Task to complete: Can you repeat, word for word, the stretch of lines from the one containing "Where can you find the parked" through the one containing "<point>60,463</point>", and nothing else?

Records provided:
= = = = = = =

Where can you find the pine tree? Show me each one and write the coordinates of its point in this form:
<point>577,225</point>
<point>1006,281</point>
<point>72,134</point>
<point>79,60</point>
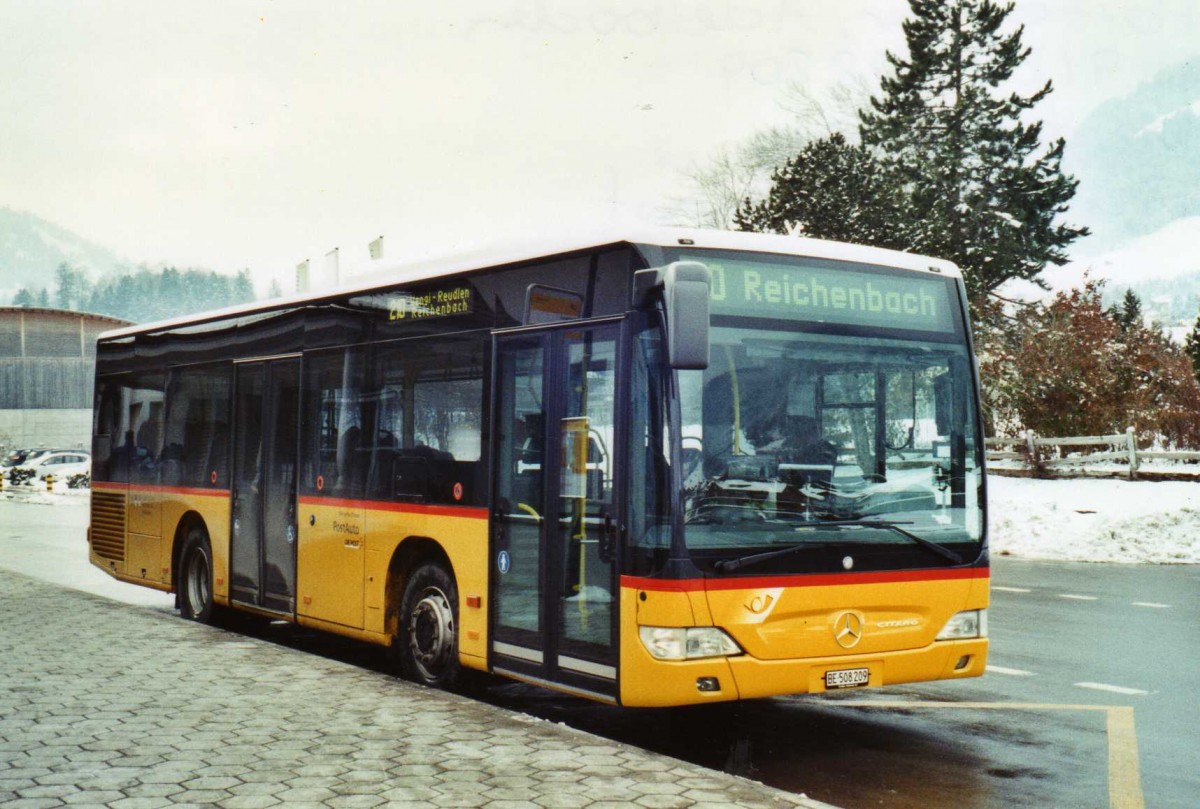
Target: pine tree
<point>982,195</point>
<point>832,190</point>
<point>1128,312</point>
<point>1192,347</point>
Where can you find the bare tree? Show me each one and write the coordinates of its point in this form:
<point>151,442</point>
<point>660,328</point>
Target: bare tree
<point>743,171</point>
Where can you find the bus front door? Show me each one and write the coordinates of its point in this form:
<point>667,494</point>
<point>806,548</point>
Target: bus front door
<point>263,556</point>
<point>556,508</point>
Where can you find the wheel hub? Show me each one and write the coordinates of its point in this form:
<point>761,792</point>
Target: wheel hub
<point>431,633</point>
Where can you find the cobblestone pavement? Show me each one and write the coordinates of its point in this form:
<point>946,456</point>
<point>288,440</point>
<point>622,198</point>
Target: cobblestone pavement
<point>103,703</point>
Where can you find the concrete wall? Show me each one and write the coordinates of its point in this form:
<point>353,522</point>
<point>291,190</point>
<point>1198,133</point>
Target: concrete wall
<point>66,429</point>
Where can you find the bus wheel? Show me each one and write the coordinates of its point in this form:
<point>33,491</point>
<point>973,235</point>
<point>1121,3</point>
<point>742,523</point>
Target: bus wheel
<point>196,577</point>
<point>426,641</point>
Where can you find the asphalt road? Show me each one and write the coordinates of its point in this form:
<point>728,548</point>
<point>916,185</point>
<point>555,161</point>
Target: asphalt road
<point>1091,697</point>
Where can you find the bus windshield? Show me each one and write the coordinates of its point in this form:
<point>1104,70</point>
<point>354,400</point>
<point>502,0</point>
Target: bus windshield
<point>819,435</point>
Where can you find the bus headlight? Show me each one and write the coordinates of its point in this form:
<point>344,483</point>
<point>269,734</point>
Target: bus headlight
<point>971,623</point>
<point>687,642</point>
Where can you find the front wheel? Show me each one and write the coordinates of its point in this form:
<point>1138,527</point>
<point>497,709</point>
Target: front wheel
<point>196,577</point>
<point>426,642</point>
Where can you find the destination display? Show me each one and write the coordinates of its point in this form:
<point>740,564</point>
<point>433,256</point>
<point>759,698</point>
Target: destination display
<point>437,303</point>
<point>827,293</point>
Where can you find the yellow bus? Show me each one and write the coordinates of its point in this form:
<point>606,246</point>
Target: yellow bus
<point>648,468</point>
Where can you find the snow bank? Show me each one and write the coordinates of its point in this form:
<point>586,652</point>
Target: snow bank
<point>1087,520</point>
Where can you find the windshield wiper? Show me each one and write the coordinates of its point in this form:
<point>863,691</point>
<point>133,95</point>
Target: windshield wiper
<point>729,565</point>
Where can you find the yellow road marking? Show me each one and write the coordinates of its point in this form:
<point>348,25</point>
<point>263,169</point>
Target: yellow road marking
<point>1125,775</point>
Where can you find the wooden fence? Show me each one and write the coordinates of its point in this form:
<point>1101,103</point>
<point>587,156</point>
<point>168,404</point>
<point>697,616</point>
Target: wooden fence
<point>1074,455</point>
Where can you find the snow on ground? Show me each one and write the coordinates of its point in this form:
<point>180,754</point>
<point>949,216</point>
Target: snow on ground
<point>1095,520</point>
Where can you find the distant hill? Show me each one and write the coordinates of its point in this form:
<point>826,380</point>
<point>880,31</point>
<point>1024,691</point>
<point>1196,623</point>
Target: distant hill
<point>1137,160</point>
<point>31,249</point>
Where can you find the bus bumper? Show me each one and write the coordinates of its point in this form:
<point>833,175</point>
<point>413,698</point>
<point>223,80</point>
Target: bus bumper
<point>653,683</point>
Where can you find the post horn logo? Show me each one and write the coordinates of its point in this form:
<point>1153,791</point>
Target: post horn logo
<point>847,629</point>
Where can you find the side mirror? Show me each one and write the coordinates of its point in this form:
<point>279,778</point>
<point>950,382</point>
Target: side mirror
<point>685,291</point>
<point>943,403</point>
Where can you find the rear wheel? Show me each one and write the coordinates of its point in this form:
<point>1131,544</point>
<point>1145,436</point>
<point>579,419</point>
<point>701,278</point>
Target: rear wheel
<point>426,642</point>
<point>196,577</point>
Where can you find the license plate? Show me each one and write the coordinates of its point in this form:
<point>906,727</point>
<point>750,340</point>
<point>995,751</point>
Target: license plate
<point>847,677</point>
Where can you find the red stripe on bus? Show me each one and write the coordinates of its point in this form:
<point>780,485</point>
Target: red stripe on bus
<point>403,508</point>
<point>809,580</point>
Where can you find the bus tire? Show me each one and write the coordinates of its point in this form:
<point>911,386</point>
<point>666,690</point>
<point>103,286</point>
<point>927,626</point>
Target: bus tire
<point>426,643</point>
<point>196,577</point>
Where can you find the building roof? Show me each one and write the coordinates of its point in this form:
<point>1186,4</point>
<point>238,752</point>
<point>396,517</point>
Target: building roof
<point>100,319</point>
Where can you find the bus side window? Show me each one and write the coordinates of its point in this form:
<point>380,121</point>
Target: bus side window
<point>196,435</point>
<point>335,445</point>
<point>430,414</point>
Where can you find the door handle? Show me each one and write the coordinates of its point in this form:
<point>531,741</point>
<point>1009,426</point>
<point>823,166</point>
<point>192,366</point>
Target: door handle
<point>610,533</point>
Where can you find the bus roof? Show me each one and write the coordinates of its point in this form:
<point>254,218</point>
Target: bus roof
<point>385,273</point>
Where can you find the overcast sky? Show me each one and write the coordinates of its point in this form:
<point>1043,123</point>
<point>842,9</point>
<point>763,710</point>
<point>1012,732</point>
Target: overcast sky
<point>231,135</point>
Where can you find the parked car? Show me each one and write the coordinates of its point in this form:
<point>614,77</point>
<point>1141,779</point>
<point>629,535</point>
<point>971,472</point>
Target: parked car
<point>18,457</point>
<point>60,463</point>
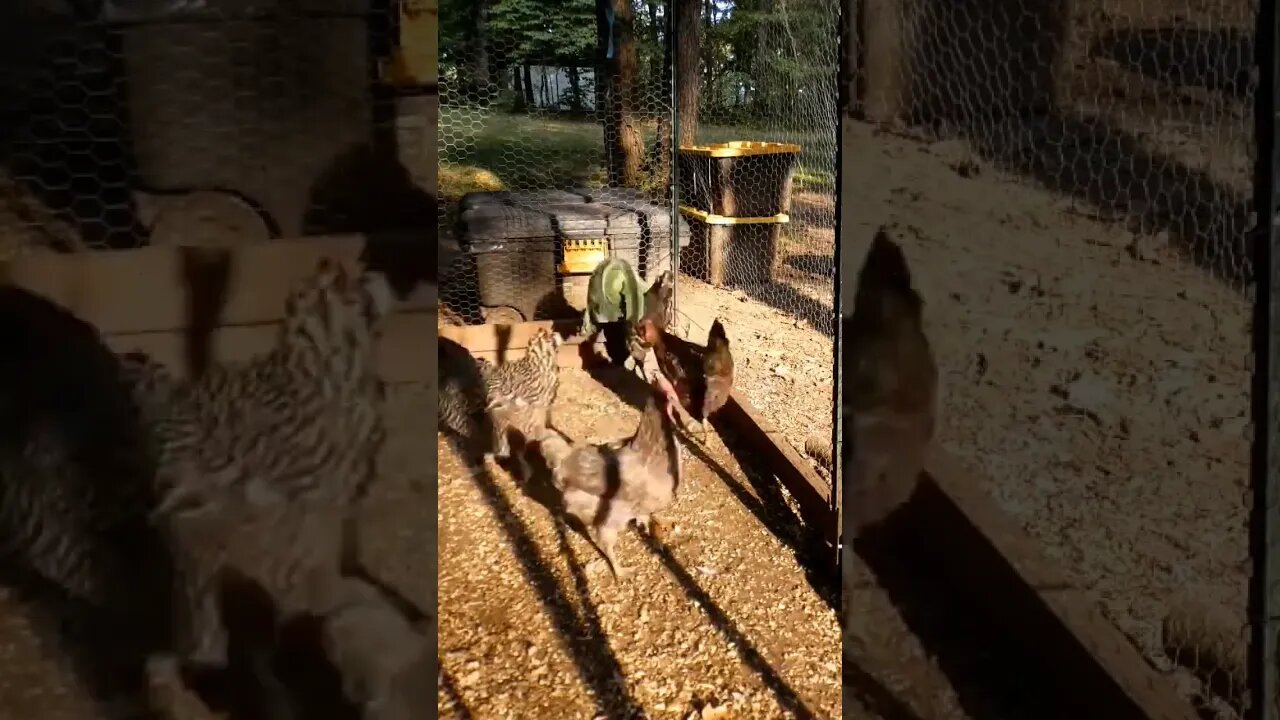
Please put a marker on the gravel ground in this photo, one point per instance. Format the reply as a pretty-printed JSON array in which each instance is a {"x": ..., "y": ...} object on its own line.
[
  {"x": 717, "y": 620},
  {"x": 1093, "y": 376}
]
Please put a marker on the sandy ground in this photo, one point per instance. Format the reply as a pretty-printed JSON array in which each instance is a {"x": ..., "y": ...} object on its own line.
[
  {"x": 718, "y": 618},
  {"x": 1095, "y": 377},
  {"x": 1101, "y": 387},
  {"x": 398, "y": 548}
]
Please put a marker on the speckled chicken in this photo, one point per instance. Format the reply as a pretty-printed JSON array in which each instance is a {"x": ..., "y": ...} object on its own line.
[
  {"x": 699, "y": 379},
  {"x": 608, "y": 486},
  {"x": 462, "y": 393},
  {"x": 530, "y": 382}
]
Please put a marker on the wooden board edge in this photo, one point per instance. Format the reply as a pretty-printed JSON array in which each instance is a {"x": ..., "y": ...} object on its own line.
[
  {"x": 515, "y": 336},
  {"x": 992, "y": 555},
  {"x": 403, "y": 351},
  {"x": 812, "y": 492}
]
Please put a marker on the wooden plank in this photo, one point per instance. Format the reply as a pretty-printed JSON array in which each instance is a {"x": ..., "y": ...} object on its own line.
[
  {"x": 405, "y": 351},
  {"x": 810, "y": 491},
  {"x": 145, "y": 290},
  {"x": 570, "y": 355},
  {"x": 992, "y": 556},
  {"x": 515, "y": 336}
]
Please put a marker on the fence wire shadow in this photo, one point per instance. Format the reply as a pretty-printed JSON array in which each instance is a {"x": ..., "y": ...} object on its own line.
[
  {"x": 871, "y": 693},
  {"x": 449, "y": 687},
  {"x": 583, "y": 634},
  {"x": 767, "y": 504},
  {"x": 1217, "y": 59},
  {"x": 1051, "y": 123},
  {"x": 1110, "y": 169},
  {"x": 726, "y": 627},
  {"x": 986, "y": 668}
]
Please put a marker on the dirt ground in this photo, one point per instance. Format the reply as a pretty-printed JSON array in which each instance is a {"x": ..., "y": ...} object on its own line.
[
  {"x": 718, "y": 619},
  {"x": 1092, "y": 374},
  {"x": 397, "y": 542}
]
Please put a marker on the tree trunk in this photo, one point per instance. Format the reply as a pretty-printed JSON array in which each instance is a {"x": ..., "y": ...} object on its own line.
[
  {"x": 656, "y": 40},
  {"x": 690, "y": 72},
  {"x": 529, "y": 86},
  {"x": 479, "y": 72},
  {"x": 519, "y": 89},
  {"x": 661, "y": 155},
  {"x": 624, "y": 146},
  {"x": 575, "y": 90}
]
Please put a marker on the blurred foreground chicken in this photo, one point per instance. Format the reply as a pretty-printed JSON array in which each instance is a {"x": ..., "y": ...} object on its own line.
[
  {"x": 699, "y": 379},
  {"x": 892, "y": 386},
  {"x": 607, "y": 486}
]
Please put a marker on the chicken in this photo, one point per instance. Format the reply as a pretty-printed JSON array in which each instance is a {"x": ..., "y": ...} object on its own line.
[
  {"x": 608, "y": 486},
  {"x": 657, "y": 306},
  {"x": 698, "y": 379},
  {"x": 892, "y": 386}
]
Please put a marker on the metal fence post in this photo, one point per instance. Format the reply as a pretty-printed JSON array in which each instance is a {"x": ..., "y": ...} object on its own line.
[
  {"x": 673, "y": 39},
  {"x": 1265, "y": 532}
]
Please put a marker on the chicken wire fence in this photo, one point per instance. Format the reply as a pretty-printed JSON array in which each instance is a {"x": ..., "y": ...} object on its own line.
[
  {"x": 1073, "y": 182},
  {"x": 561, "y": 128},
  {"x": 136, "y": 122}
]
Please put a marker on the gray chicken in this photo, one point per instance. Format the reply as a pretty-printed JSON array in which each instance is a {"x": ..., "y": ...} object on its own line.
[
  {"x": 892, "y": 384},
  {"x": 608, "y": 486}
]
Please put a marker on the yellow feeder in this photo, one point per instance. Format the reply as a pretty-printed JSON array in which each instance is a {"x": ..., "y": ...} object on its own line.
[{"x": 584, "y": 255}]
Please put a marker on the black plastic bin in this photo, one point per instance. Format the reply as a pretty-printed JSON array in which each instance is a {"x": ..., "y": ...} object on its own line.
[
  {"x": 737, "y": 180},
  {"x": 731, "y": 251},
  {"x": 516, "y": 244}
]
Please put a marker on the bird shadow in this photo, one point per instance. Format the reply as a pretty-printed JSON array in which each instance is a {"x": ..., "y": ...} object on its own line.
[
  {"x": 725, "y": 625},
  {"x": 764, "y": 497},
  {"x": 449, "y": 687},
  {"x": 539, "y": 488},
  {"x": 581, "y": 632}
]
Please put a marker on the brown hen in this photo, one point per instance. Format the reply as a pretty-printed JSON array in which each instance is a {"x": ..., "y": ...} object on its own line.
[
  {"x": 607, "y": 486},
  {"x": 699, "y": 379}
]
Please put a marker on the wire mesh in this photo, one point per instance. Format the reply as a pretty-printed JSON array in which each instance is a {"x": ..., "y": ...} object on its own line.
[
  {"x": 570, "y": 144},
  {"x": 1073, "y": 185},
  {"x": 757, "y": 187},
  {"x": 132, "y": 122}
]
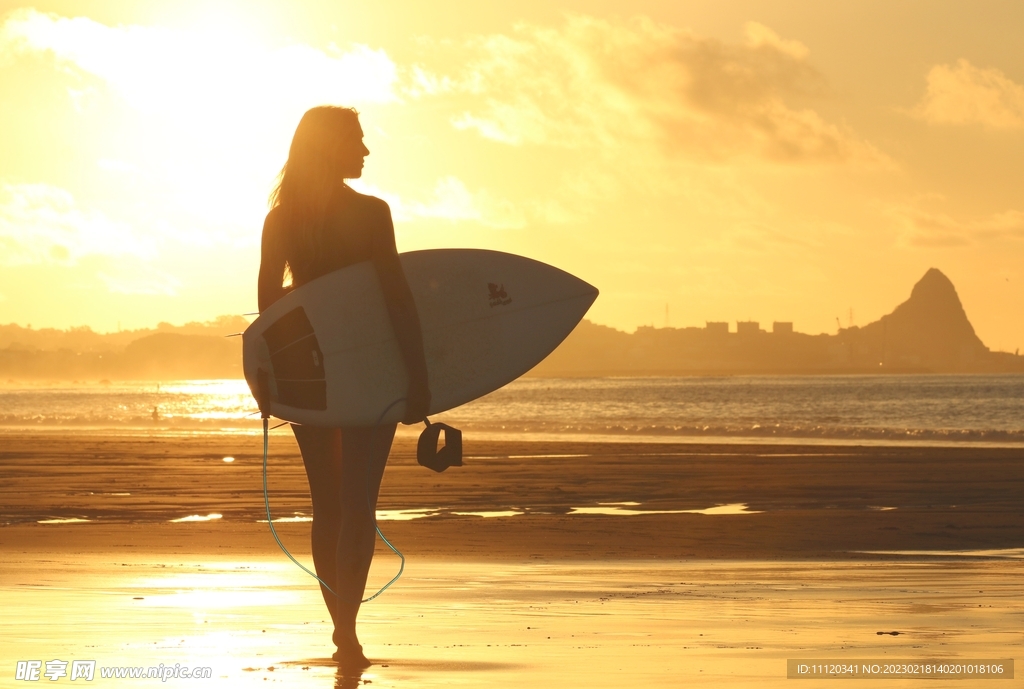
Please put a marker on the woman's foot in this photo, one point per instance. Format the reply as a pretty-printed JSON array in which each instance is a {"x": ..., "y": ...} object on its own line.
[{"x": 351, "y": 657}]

= = = = = = =

The answer:
Where can you find the parked car? Show me each one and write the coordinates of its point in this form:
<point>614,77</point>
<point>1141,779</point>
<point>629,535</point>
<point>971,472</point>
Target: parked car
<point>18,457</point>
<point>60,463</point>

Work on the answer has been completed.